PAGE
Product Development Marty Cagan

Article: Build vs Buy in the Age of AI 

One topic that has been around since the beginning of the tech industry, is whether we should build or buy in order to solve some problem?

This question applies to traditional IT, as well as to every product team.

There are often one or more buy alternatives, but each comes with an associated cost, and usually limitations in functionality.  But of course building comes with its own well-known challenges, both in terms of creation time and cost, and ongoing maintenance.

For most companies, if the problem we’re solving represents a core competency, then we usually build.  But if it’s outside our core competency, we try to buy.  But of course there’s lots of exceptions, and also there are many problems that are so specialized that there are no buy options.

Moreover, in many cases, “buy vs build” has always been an oversimplification, as it’s very common to buy, and then need to customize in order to tailor to the needs of your particular business.

Historically, while the product teams had the luxury of being able to build, the rest of the company typically did not.  Which is why “the business” would so often have an endless list of requests for “IT”.  

The Advent of User Programming

This first started to change in 1979, with the invention of the first form of user-programming tool, designed to run on the first personal computers: the spreadsheet Visicalc built for the Apple II.  

User programming refers to “programming” by non-technical people.  And especially at the time, this was enormously empowering.

Today, countless millions of user-created programs (mainly formulas) run in Excel and the like across most companies in the world.  And Visual Basic (first released in 1991), enabled millions more.

And now, thanks to Generative AI, we are seeing the rise of a major new generation of user-programming tools, with products such as Lovable and Bolt, where essentially the programming language is now English, which opens these capabilities up to nearly anyone with a problem to solve.1

But just to be clear, we have always had the build vs buy choice; and non-technical people have often had options.  The only question was the particular skills required to use the tool, and the  type of app that the tool was designed to build.  

That said, what’s so impressive about the new generation of user programming tools (aka vibe coding) is that the main skill you need is natural language (English), and the types of apps you can build are much less constrained.

The Future of Business Software Solutions

While this historical perspective is hopefully useful, the reason for this article is that today, many people would have you believe that the new generation of user programming tools means that everyone will build, and nobody will buy.  And therefore the SaaS players are doomed.

What I wanted to explain is why this is almost certainly not true.

At the risk of oversimplification, the reason your business software – procurement, invoicing, payments, budgeting, forecasting, payroll, staffing, sales force automation, customer relationship management, customer service, etc. – is not likely to be replaced with a user programmed solution is due to business rules.

EXTRACTED ENTRIES

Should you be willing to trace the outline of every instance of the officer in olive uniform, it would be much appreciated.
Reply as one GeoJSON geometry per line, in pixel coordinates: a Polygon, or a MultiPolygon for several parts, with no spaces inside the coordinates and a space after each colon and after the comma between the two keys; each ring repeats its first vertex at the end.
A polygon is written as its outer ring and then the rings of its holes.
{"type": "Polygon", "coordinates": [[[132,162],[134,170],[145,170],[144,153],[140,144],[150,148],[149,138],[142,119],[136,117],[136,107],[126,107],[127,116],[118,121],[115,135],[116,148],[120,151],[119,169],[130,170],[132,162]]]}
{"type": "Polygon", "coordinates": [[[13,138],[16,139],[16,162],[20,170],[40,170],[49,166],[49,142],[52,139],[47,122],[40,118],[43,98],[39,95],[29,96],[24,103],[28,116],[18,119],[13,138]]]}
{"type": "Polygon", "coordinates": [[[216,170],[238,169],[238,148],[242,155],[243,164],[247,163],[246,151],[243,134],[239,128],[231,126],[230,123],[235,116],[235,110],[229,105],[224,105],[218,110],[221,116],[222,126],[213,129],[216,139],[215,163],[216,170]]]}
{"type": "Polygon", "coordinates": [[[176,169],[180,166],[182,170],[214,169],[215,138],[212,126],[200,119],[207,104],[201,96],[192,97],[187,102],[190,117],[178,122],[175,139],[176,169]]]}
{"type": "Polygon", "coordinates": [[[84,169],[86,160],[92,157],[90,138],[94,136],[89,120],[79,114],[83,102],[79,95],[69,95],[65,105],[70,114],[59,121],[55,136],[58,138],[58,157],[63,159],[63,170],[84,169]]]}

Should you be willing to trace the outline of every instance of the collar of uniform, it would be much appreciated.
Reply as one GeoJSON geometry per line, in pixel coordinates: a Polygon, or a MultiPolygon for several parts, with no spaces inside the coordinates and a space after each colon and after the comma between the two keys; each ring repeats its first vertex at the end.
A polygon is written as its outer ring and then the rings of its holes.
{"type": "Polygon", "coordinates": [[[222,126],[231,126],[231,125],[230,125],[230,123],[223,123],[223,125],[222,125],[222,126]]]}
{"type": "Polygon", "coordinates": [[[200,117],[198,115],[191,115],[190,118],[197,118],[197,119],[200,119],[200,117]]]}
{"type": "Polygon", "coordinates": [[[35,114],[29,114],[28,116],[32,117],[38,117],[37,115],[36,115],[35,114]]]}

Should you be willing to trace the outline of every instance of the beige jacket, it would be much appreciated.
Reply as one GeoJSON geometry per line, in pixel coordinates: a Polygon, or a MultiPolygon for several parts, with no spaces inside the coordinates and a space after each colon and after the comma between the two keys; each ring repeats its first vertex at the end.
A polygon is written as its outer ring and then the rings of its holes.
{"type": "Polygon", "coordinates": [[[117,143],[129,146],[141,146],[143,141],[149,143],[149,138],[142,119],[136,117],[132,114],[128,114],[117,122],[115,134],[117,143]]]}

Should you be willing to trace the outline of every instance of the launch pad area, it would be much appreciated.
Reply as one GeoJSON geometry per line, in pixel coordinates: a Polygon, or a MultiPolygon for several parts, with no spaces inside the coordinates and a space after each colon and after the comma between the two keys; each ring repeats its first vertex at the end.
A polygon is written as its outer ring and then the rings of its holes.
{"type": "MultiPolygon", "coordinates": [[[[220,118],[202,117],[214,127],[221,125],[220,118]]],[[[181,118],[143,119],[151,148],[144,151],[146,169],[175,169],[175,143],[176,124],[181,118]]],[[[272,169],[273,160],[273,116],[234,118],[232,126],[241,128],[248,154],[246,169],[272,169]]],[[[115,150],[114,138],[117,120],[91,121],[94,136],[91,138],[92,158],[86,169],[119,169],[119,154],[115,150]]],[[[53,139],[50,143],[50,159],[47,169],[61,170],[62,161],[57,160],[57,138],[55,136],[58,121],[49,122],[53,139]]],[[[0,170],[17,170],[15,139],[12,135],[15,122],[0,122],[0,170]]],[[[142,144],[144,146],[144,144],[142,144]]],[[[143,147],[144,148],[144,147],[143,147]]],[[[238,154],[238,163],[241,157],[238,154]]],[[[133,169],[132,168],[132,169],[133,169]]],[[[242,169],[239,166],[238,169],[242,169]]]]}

WRITTEN EXERCISE 1
Update the article on build vs buy from the words "Article: Build vs" through "every product team.", changing "traditional IT" to "legacy IT".
WRITTEN EXERCISE 2
Pick up the article on build vs buy in the age of AI after its last sentence and keep writing.

REPLY 1
Article: Build vs Buy in the Age of AI 

One topic that has been around since the beginning of the tech industry, is whether we should build or buy in order to solve some problem?

This question applies to legacy IT, as well as to every product team.

REPLY 2
What most people don’t realize is that there are literally thousands of often complex business rules behind most enterprise business solutions.  These rules capture constraints and processes around policy, compliance, security, legal, financial, pricing, and more.

And many of these rules take considerable time and effort to discern and to codify.

The vast majority of non-technical people that wish to create business apps have little to no idea about these business rules.  Even the technical people struggle with these rules because mostly they are embedded in the code, and the people that defined and implemented these rules have often moved on long ago, and while there might (rarely) be a document describing the business rules, those documents almost never explain the reason and nuance behind each rule.

This is the knowledge that product managers (and the business analysts before them) acquire in order to define viable solutions.

This is also one of the reasons why addressing technical debt is often so difficult, because we have to tease out the business rules, and decide which still apply going forward.

So a system that captures, manages and enforces the thousands of essential business rules, and ensures transactions are handled the way they need to be, is going to be real work to create, but valuable to have.

However, because of this value, while the strong SaaS vendors are not likely to disappear anytime soon, I do believe that big changes are coming.

Today, these business solutions were created to be used by people (although many of these SaaS vendors are so weak at product design it’s understandable if you doubt this).

But going forward, these solutions will not be used just by humans, but also by AI agents, and by new custom solutions crafted (vibe-coded) on top of these component solutions.

The Model Context Protocol

What I’m describing here is something extraordinarily powerful for complex enterprises. 

The major enabler for this is something that we have long needed, starting with the advent of the internet, but is only now becoming a reality.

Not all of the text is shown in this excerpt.